(Saved entries)

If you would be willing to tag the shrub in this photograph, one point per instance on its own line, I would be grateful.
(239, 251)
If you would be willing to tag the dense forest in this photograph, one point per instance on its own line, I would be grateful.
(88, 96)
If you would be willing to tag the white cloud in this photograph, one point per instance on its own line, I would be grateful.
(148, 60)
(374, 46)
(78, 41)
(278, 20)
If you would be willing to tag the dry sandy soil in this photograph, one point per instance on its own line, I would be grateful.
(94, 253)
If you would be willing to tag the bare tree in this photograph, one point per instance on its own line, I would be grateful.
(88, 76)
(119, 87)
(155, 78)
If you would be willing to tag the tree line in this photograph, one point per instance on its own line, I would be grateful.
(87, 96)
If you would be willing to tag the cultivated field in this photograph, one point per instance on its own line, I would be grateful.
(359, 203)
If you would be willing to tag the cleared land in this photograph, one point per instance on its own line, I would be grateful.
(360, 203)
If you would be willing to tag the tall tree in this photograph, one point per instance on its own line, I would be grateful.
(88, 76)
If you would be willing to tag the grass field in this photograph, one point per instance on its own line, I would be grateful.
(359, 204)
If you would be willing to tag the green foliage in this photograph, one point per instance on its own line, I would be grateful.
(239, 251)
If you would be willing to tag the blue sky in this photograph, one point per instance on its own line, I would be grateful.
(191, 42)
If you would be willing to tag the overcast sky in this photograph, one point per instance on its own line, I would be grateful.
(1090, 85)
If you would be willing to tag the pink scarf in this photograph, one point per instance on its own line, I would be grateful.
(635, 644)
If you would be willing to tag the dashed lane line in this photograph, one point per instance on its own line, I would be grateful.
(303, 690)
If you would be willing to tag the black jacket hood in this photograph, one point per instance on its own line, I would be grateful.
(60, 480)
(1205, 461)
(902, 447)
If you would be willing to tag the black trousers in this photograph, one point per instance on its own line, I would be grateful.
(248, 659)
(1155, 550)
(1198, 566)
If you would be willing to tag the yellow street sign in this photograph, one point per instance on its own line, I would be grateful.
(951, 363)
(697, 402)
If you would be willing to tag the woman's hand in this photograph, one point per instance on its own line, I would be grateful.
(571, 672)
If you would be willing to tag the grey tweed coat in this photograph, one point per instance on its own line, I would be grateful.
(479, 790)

> _Problem to work on_
Set down each record above without changing a single word.

> _Response below_
If you would be willing to tag the shrub in this photograph, one point per instance on its own line, I would be grateful.
(239, 251)
If you would be willing to tag the dense forest in this photograph, one point per instance on its own line, I would be grateful.
(88, 96)
If you would be willing to tag the white cloud in this photograph, one point per instance on its own line, I would be grateful.
(148, 60)
(374, 46)
(78, 41)
(278, 20)
If you would be willing to tag the dry sandy soil in this photograph, one point per instance on its own line, I would be grateful.
(94, 253)
If you would be willing to tag the bare tree in this photograph, one point per instance on its own line, I would be grateful.
(88, 76)
(119, 87)
(155, 78)
If you would be willing to tag the tree line in this photograph, one point per instance on its own line, I would be grateful.
(87, 96)
If you would be willing to tag the cultivated field in this photograph, one point per instance on its own line, I would be grateful.
(359, 203)
If you would be willing to tag the cleared land in this photograph, one point per instance on its own line, I would be grateful.
(360, 203)
If you would be willing to tag the tall tree in this photograph, one point per instance on its own line, I would be grateful.
(88, 76)
If you would be willing to tag the grass field in this photograph, one point per instance on its own line, I would be grateful.
(359, 204)
If you would be willing to tag the green foliage in this photograph, one point per instance on its own line, I would be grateful.
(239, 251)
If you would be willing to tag the blue sky in this photograph, one point per instance on its own line, I would be grateful.
(191, 42)
If you would be willing to tag the overcast sky in this photograph, one point per instance on its own line, I would be grateful.
(1090, 85)
If you would be willing to tag the pink scarf in this photograph, one point per instance on its own line, I would be grateful.
(635, 644)
If you would be willing to tag the dashed lane line in this photograph, one point per instance on its own line, I would be grateful.
(303, 690)
If you would be willing to tag the black jacket hood in this photograph, one point per instance on its own line, I would be grateful.
(60, 480)
(1205, 461)
(902, 447)
If you would be willing to tag the black trousers in this photograph, one point per instance on its own line, I would be grateful.
(248, 659)
(1155, 550)
(1198, 566)
If you would be willing to tag the yellow street sign in this photograph, one point per instance on its own line, I would be grateful.
(951, 363)
(697, 402)
If you would be willing to tag the woman's hand in this photograph, one point per instance on its own line, I would be grateful.
(571, 672)
If you would be willing to tag the grey tweed coat in this photograph, one point per instance on its own line, I would be grateful.
(479, 790)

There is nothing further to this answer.